[Collected data entries]
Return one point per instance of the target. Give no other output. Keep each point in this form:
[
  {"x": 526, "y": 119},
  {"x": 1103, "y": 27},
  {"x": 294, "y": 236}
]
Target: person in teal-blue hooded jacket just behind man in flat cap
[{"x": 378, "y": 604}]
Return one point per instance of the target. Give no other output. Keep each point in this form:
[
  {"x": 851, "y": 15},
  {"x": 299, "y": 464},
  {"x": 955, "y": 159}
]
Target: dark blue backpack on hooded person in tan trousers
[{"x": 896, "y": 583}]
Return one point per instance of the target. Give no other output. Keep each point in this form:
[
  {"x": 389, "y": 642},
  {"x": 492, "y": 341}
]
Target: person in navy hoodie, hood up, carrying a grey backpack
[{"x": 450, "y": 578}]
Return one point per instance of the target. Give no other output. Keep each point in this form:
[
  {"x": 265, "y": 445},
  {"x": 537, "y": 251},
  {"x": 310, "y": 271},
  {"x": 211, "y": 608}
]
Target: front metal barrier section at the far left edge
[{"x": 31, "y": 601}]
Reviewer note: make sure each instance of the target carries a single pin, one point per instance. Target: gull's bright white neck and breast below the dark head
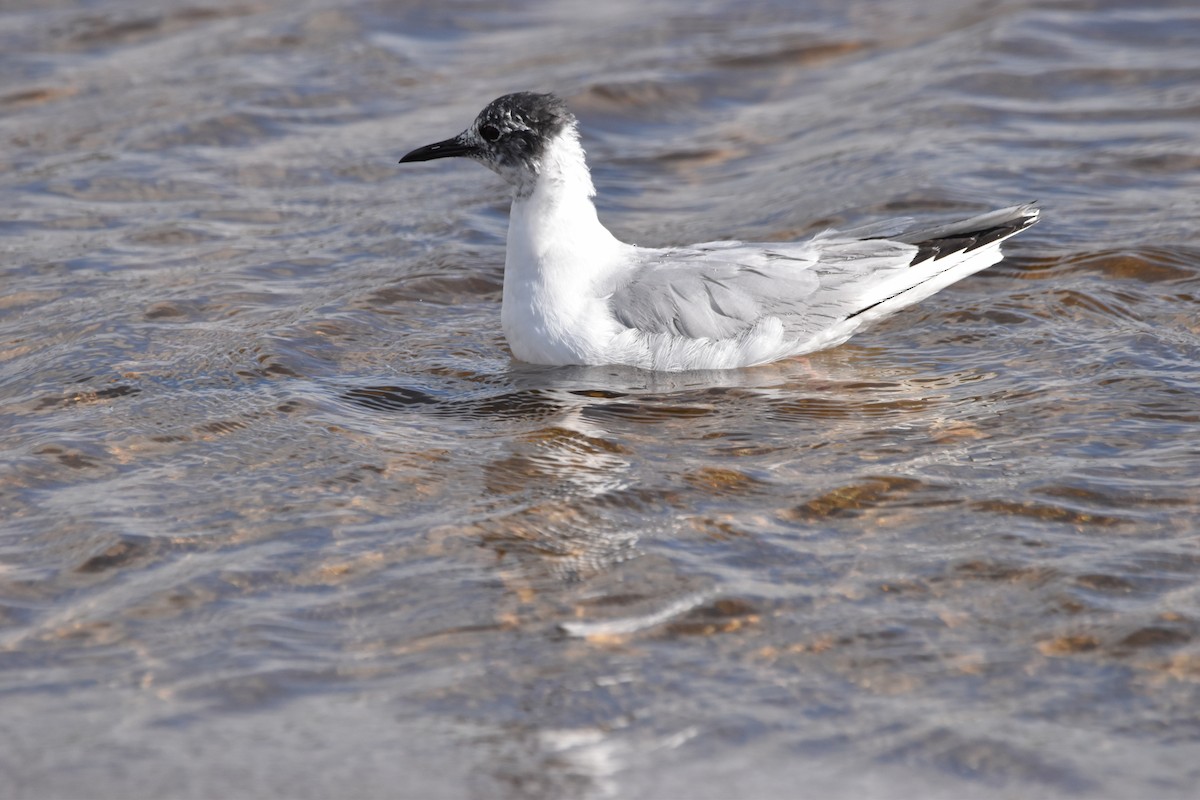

> Description of the task
The lines above should be transcribed exactly, with every image removed.

> Result below
Return one point per instance of the target. Give no other output. Keep each point in this form:
[
  {"x": 526, "y": 119},
  {"x": 1103, "y": 27},
  {"x": 294, "y": 236}
]
Target: person in teal-blue hooded jacket just behind man in flat cap
[{"x": 378, "y": 604}]
Return one point per instance of the target. Give no other output. Keep each point in this form:
[
  {"x": 851, "y": 15},
  {"x": 299, "y": 464},
  {"x": 955, "y": 159}
]
Target: dark blue backpack on hooded person in tan trousers
[{"x": 896, "y": 583}]
Return one point per instance of the target. Give no other output. Keep each point in this form:
[
  {"x": 389, "y": 642},
  {"x": 492, "y": 341}
]
Target: person in navy hoodie, hood up, carrying a grey backpack
[{"x": 450, "y": 578}]
Return one point per instance of the target. Give no other output. Keep each point in this form:
[
  {"x": 265, "y": 445},
  {"x": 537, "y": 251},
  {"x": 310, "y": 271},
  {"x": 211, "y": 608}
]
Target: front metal barrier section at the far left edge
[{"x": 31, "y": 601}]
Reviewer note: make sure each instance of the target carries a single pin, one point per instance. Target: gull's bright white neck and breast below the dark head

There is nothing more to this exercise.